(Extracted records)
————
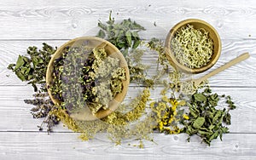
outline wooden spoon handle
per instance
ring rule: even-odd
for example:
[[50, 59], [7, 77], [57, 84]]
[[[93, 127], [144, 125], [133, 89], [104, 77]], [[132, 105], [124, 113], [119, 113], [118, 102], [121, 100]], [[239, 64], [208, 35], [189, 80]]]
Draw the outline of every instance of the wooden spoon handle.
[[210, 73], [205, 75], [204, 77], [199, 78], [198, 80], [200, 81], [200, 83], [203, 82], [204, 80], [207, 80], [207, 78], [211, 77], [212, 76], [214, 76], [216, 75], [217, 73], [244, 60], [247, 60], [247, 58], [250, 57], [250, 54], [249, 53], [244, 53], [241, 55], [239, 55], [238, 57], [236, 57], [236, 59], [232, 60], [231, 61], [224, 64], [224, 66], [217, 68], [216, 70], [213, 70], [212, 71], [211, 71]]

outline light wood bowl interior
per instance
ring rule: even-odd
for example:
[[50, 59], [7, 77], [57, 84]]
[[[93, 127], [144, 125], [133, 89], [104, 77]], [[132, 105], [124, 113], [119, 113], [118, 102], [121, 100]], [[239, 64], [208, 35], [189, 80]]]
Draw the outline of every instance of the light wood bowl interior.
[[[209, 37], [213, 41], [213, 54], [212, 55], [211, 60], [206, 66], [201, 68], [189, 68], [183, 65], [181, 65], [177, 60], [171, 49], [171, 41], [172, 38], [174, 37], [176, 31], [182, 26], [186, 26], [188, 24], [192, 25], [195, 29], [204, 28], [209, 32]], [[166, 39], [165, 49], [167, 59], [173, 67], [186, 73], [201, 73], [210, 69], [218, 60], [221, 53], [221, 40], [217, 31], [210, 24], [197, 19], [189, 19], [177, 23], [170, 30]]]
[[[108, 108], [107, 110], [101, 109], [95, 115], [92, 115], [89, 108], [84, 107], [84, 109], [81, 110], [79, 112], [70, 115], [75, 120], [91, 121], [91, 120], [102, 118], [109, 115], [118, 108], [119, 105], [123, 101], [123, 100], [126, 95], [128, 86], [130, 83], [130, 73], [129, 73], [128, 65], [126, 63], [125, 59], [124, 58], [122, 53], [114, 45], [99, 37], [82, 37], [73, 39], [66, 43], [65, 44], [61, 46], [56, 50], [55, 54], [52, 56], [49, 63], [47, 72], [46, 72], [46, 83], [48, 86], [49, 86], [53, 82], [54, 60], [62, 56], [63, 49], [67, 46], [79, 46], [84, 43], [86, 43], [87, 46], [92, 48], [104, 47], [108, 56], [118, 58], [119, 60], [119, 66], [125, 68], [125, 77], [126, 77], [126, 80], [122, 82], [123, 83], [122, 92], [117, 94], [114, 97], [114, 99], [109, 102]], [[48, 93], [49, 94], [50, 99], [55, 104], [60, 105], [61, 103], [60, 100], [53, 97], [49, 89], [48, 89]]]

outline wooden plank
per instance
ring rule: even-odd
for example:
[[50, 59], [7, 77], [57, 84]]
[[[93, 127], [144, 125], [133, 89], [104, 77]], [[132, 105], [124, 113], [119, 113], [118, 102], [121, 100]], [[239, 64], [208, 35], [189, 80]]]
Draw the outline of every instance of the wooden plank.
[[[255, 159], [256, 134], [229, 134], [223, 141], [213, 140], [212, 146], [193, 137], [186, 142], [185, 134], [155, 134], [154, 141], [145, 142], [144, 149], [130, 140], [114, 146], [108, 140], [82, 142], [73, 133], [0, 133], [1, 159]], [[128, 146], [131, 144], [131, 146]]]
[[[254, 122], [256, 117], [256, 100], [254, 93], [256, 88], [212, 88], [219, 95], [230, 95], [237, 109], [231, 111], [232, 125], [230, 126], [232, 133], [256, 133]], [[125, 100], [134, 97], [142, 89], [129, 89]], [[153, 99], [160, 98], [161, 89], [152, 91]], [[30, 114], [31, 105], [23, 102], [24, 99], [30, 99], [32, 89], [26, 86], [3, 86], [0, 88], [0, 132], [1, 131], [38, 131], [37, 125], [40, 125], [43, 119], [33, 119]], [[219, 106], [223, 106], [221, 102]], [[67, 132], [68, 130], [59, 125], [55, 132]], [[71, 131], [69, 131], [71, 132]]]
[[[156, 22], [157, 26], [166, 31], [164, 35], [180, 20], [198, 18], [212, 24], [222, 38], [256, 37], [253, 0], [242, 4], [221, 0], [193, 3], [189, 0], [175, 3], [164, 0], [17, 3], [11, 0], [0, 3], [0, 39], [70, 39], [87, 35], [98, 20], [108, 20], [109, 10], [113, 11], [117, 20], [131, 17], [148, 26]], [[157, 34], [156, 28], [150, 36]]]
[[[16, 76], [6, 67], [9, 63], [15, 63], [19, 54], [25, 54], [28, 46], [41, 47], [44, 41], [0, 41], [0, 86], [3, 85], [25, 85]], [[52, 46], [60, 46], [66, 41], [45, 41]], [[251, 57], [231, 68], [210, 78], [210, 83], [213, 86], [241, 86], [256, 87], [256, 41], [255, 40], [224, 40], [223, 51], [218, 63], [208, 71], [224, 65], [244, 52], [249, 52]], [[157, 54], [152, 51], [146, 52], [143, 62], [151, 66], [149, 75], [156, 72]], [[207, 73], [193, 76], [194, 78]], [[7, 77], [8, 75], [9, 77]], [[244, 76], [247, 75], [247, 76]], [[247, 82], [247, 83], [245, 83]]]

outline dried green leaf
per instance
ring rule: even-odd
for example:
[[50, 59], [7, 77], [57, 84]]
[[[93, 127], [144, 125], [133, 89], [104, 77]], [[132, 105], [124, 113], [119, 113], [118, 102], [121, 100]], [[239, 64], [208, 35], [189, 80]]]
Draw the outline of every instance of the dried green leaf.
[[194, 98], [196, 101], [199, 101], [199, 102], [203, 102], [203, 101], [207, 100], [206, 96], [202, 94], [195, 94]]
[[126, 41], [128, 43], [128, 46], [131, 47], [131, 31], [126, 31], [125, 32], [125, 37], [126, 37]]
[[24, 61], [23, 56], [19, 55], [15, 70], [17, 70], [18, 68], [21, 67], [24, 64], [25, 64], [25, 61]]
[[205, 123], [205, 118], [202, 117], [199, 117], [194, 121], [193, 127], [195, 129], [199, 129], [204, 124], [204, 123]]

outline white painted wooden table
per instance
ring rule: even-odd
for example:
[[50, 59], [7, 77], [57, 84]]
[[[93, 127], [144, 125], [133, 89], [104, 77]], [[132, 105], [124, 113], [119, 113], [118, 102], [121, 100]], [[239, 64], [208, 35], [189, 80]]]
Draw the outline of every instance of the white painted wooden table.
[[[44, 42], [60, 46], [88, 36], [98, 20], [106, 21], [111, 9], [117, 20], [130, 17], [151, 25], [155, 22], [156, 28], [162, 29], [145, 37], [164, 39], [172, 26], [188, 18], [212, 24], [220, 35], [223, 49], [211, 70], [250, 53], [249, 60], [210, 78], [213, 90], [231, 95], [237, 106], [231, 112], [230, 134], [224, 134], [223, 141], [213, 140], [208, 147], [196, 137], [189, 143], [185, 134], [155, 134], [157, 145], [148, 142], [144, 149], [137, 149], [125, 144], [115, 146], [100, 135], [82, 142], [78, 134], [61, 125], [50, 134], [38, 131], [41, 120], [33, 119], [32, 106], [23, 102], [32, 98], [32, 89], [8, 71], [8, 64], [25, 54], [28, 46], [39, 47]], [[0, 159], [256, 159], [255, 25], [254, 0], [1, 0]]]

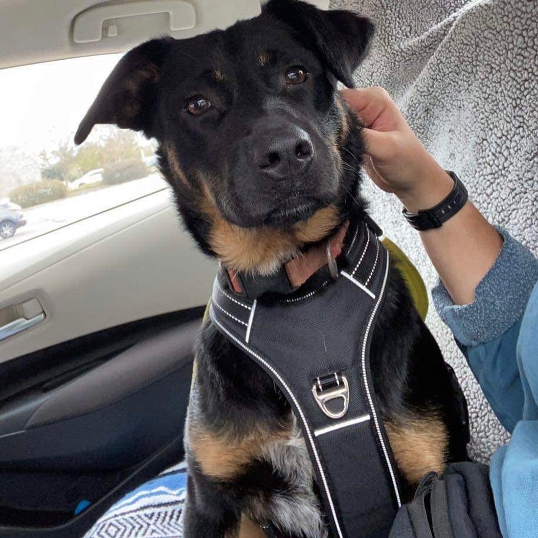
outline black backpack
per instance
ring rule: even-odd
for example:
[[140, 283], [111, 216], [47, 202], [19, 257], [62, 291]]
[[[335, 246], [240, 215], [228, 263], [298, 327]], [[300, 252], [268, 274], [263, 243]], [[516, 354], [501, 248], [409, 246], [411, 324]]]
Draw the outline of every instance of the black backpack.
[[389, 538], [502, 538], [489, 468], [465, 462], [427, 475], [402, 506]]

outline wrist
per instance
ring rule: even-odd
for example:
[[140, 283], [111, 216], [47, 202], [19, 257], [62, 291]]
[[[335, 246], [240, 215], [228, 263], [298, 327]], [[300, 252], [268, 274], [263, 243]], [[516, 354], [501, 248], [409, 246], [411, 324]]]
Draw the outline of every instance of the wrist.
[[420, 178], [412, 185], [394, 194], [408, 211], [416, 213], [436, 206], [448, 196], [454, 187], [450, 175], [435, 162], [435, 166], [421, 170]]

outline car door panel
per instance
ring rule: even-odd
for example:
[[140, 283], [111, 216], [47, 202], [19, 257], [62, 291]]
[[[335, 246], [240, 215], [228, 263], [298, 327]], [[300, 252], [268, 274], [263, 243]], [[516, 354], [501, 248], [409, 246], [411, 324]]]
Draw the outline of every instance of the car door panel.
[[[82, 536], [115, 500], [181, 460], [203, 310], [0, 364], [0, 538]], [[81, 500], [89, 507], [75, 514]]]

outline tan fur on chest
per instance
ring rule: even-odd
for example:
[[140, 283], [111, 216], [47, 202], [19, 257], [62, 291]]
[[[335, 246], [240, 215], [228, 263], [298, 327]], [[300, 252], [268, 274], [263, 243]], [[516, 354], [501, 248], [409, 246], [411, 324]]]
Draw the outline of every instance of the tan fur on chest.
[[234, 438], [199, 426], [189, 425], [189, 444], [202, 472], [221, 480], [233, 479], [249, 463], [260, 457], [264, 447], [288, 436], [289, 433], [284, 429], [273, 431], [260, 429]]

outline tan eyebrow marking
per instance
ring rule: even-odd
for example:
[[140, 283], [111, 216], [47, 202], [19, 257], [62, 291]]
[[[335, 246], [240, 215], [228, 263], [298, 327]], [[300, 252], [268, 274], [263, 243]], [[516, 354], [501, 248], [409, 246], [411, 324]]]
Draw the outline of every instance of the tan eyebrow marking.
[[216, 69], [213, 71], [211, 75], [217, 82], [222, 82], [224, 80], [224, 74], [220, 69]]
[[263, 67], [269, 62], [271, 56], [269, 53], [266, 51], [262, 51], [258, 53], [256, 61], [258, 62], [258, 65]]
————
## EXERCISE DESCRIPTION
Can you copy out the records verbatim, from the line with "outline white painted wooden table" to the line with "[254, 0], [1, 0]]]", including both of those lines?

## SOLUTION FOR THIS EXERCISE
outline white painted wooden table
per instance
ring rule: even-odd
for example:
[[50, 59], [7, 77], [57, 84]]
[[[93, 127], [144, 125], [133, 89], [104, 77]], [[132, 105], [124, 113], [119, 113], [118, 102], [121, 100]], [[239, 64], [208, 35], [189, 80]]]
Draw the outline of every instance of the white painted wooden table.
[[[44, 42], [60, 46], [88, 36], [98, 20], [106, 21], [111, 9], [117, 20], [130, 17], [151, 25], [155, 22], [156, 28], [162, 29], [145, 37], [164, 39], [172, 26], [188, 18], [212, 24], [220, 35], [223, 49], [211, 70], [250, 53], [249, 60], [210, 78], [213, 90], [231, 95], [237, 106], [231, 112], [230, 134], [224, 134], [223, 141], [213, 140], [208, 147], [196, 137], [189, 143], [185, 134], [155, 134], [157, 145], [148, 142], [144, 149], [137, 149], [125, 144], [115, 146], [100, 135], [82, 142], [78, 134], [61, 125], [50, 134], [38, 131], [41, 120], [33, 119], [32, 106], [23, 102], [32, 98], [32, 89], [8, 71], [8, 64], [25, 54], [28, 46], [39, 47]], [[0, 159], [256, 159], [255, 25], [254, 0], [1, 0]]]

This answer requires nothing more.